**TASK OBJECTIVE**
Start at the line containing "of the waterfall." and write out every line through the end of the entries, requests included. Add -107 to each number in the pixel coordinates.

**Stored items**
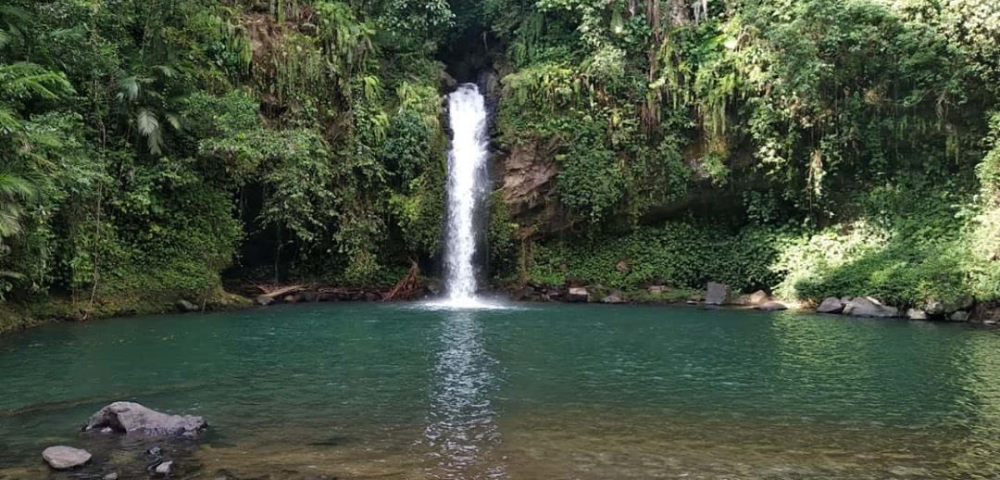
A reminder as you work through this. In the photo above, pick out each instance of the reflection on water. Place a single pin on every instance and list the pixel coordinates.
(542, 393)
(461, 428)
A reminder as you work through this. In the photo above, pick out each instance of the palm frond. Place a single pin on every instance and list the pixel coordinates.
(149, 127)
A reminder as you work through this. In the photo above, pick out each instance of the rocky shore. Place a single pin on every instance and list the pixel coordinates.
(720, 295)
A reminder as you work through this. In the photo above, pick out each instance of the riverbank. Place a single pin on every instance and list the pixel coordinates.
(545, 391)
(242, 295)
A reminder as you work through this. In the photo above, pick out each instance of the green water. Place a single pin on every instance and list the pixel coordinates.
(538, 392)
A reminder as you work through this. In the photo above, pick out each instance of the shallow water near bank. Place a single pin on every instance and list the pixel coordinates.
(538, 392)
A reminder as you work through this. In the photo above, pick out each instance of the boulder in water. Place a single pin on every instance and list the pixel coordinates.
(869, 307)
(128, 417)
(65, 458)
(831, 305)
(716, 294)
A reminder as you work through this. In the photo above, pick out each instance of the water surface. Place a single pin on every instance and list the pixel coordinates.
(540, 392)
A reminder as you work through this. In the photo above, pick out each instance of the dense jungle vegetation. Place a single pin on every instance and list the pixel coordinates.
(150, 148)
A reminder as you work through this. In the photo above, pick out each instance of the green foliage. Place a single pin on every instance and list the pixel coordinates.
(678, 254)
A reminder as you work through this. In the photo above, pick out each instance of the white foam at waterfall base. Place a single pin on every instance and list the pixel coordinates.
(466, 189)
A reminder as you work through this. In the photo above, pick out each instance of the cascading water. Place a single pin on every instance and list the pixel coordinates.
(466, 187)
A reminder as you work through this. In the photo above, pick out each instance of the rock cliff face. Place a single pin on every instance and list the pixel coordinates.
(529, 188)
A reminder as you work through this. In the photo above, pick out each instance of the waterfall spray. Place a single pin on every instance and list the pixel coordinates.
(466, 188)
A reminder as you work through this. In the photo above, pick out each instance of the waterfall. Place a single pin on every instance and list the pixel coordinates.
(466, 188)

**THE SOLUTION**
A reminder as you work through this. In the photo above, pick out each instance of the waterfall. Place a single pin on every instance and list the pixel coordinates.
(359, 81)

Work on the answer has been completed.